- **Work order**
All of the entries need to be set down exactly as they read.
▼▼▼
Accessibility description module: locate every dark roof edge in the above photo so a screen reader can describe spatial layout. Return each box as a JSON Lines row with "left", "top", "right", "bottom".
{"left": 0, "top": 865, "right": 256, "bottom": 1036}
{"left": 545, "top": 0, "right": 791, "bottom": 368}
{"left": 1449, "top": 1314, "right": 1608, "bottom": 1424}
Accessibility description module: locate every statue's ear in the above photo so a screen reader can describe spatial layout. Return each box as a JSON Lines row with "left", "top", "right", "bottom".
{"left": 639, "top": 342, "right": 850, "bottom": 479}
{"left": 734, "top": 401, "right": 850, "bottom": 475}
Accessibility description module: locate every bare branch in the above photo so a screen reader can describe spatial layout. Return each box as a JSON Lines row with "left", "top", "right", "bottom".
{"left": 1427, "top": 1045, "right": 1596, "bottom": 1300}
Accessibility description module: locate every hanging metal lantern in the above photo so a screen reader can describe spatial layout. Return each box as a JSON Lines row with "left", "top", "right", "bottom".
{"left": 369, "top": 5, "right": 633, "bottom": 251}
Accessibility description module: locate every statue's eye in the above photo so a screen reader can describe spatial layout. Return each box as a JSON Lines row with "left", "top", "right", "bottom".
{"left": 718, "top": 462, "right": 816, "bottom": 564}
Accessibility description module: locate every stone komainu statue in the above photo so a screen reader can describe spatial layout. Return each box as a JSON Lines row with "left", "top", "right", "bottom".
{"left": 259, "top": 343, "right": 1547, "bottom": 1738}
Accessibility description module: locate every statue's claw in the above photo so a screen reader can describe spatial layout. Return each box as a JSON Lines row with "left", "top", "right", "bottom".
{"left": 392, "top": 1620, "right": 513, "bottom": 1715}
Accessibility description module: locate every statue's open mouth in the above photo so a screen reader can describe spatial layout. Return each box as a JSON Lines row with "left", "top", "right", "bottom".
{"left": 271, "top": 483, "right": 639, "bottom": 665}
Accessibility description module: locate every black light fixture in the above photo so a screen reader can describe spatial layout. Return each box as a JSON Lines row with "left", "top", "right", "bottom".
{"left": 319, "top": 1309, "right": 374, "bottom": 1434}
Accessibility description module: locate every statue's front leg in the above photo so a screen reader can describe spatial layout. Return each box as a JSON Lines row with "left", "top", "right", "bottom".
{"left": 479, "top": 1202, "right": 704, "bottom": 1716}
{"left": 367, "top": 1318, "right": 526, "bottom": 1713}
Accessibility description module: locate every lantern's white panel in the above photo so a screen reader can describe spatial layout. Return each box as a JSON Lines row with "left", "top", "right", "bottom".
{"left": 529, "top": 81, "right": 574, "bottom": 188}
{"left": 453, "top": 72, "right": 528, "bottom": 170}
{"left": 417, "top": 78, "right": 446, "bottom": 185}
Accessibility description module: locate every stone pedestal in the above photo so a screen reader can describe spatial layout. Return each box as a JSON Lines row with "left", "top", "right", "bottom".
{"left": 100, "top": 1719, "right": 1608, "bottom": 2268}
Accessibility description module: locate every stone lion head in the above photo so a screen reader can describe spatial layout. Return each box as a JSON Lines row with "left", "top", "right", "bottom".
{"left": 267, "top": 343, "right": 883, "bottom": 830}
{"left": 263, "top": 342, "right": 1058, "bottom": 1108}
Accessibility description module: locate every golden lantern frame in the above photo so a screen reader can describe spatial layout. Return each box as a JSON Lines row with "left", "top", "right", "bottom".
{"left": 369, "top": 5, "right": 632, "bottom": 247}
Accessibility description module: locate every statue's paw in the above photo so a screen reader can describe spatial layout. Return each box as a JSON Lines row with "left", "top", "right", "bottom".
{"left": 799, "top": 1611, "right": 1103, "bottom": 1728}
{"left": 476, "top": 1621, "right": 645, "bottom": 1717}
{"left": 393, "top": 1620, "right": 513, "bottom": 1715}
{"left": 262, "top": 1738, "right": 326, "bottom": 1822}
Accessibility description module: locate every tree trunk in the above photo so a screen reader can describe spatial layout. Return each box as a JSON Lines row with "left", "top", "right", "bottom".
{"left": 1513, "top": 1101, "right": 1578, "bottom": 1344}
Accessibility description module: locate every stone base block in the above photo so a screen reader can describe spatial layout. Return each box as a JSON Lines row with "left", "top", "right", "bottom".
▲▲▲
- **Written reply**
Accessibility description module: locate every dark roof edge in the above photo so a screen reader can describe spatial layout. Return each box as a JSON Lines row with "left", "top", "right", "bottom".
{"left": 0, "top": 865, "right": 256, "bottom": 1036}
{"left": 545, "top": 0, "right": 791, "bottom": 368}
{"left": 1449, "top": 1314, "right": 1608, "bottom": 1424}
Accessibility description module: locate every statue's ear in the above photo so a screen reader can describe spatial layout. Return each box as a JSON Lines row with "left", "top", "right", "bottom".
{"left": 639, "top": 342, "right": 850, "bottom": 479}
{"left": 734, "top": 401, "right": 850, "bottom": 475}
Accessibility description module: locate every bare branch in the above photo so a screen reader can describe spatial layout. Return each box as a JSON Lines row with "left", "top", "right", "bottom".
{"left": 1427, "top": 1045, "right": 1596, "bottom": 1300}
Accessibility description module: locate every hanging metal lantern in the above photo so a screen reader can describe spatial layout. Return each box as a JSON Lines row with "left", "top", "right", "bottom".
{"left": 369, "top": 5, "right": 633, "bottom": 251}
Accessibility description module: locate every statue's eye in the above photo so a screen reader can describe spatial layout. Return each box as a JSON Lines row with "left", "top", "right", "bottom".
{"left": 718, "top": 462, "right": 816, "bottom": 564}
Accessibility description module: locate every stone komainu statue in the above photo so a screen reader can describe spatial layout. Return each box as a JSON Lines row with "left", "top", "right", "bottom".
{"left": 259, "top": 343, "right": 1547, "bottom": 1738}
Accessibility description module: locate every statue's claw in the above photo so a screen reader can describe spatial layout. Return each box as a JSON Lines row with "left", "top", "right", "bottom".
{"left": 392, "top": 1620, "right": 513, "bottom": 1715}
Accessibility description module: locate every statue's open mouth in the above photo so a screen reader can describe spatial layout. Return each box as a JSON Lines row with "left", "top", "right", "bottom".
{"left": 271, "top": 483, "right": 639, "bottom": 665}
Accessibility description module: locate every black light fixture in the above photo so a screen reader can describe spatial layout. Return each box as a JSON Lines row with "left", "top", "right", "bottom".
{"left": 319, "top": 1309, "right": 374, "bottom": 1434}
Accessibility description module: locate every statue's front leg in the above photo so a screen reader can describe spatial layout. Return each box as a JSON Lines row with "left", "top", "right", "bottom".
{"left": 479, "top": 1202, "right": 704, "bottom": 1716}
{"left": 367, "top": 1318, "right": 526, "bottom": 1713}
Accessibility description module: locate every lantern's white panel in the above photo so a screen reader can describe spatial layout. Return each box as a JSON Lines row with "left", "top", "right", "bottom".
{"left": 529, "top": 81, "right": 574, "bottom": 188}
{"left": 453, "top": 72, "right": 528, "bottom": 170}
{"left": 417, "top": 78, "right": 446, "bottom": 185}
Accessibility description module: locate every stone pedestal in the above photo so a screen reader can describe spatial layout. Return each box as a JSON Lines row with "left", "top", "right", "bottom".
{"left": 100, "top": 1719, "right": 1608, "bottom": 2268}
Accessibility description module: locate every stone lion head in the above photo so a screen reader can describe spatial layout. Return each box as a JSON Lines row with "left", "top", "right", "bottom".
{"left": 267, "top": 343, "right": 883, "bottom": 830}
{"left": 263, "top": 342, "right": 1058, "bottom": 1108}
Accessibility description module: locate every golden lantern frame in the above photo so a screen reader can describe spatial layout. Return each box as a JSON Lines row with "left", "top", "right", "bottom".
{"left": 369, "top": 5, "right": 632, "bottom": 247}
Accessibility description module: locate every statue's paw in the above photo so a screen reader can describe spatial layout. Return each box as a JSON Lines row with "left", "top", "right", "bottom".
{"left": 799, "top": 1611, "right": 1103, "bottom": 1728}
{"left": 476, "top": 1621, "right": 645, "bottom": 1717}
{"left": 393, "top": 1620, "right": 513, "bottom": 1715}
{"left": 262, "top": 1738, "right": 326, "bottom": 1822}
Accessibility description module: locate every tree trunk in the above photo so a screen reader can describe spatial layout. Return each box as a JSON Lines row with "left", "top", "right", "bottom".
{"left": 1513, "top": 1101, "right": 1578, "bottom": 1344}
Accessibility description module: locate every stone base block in the above photo so a screen reader can describe spatial layout. Return each box as a JSON Lines row with "left", "top", "right", "bottom".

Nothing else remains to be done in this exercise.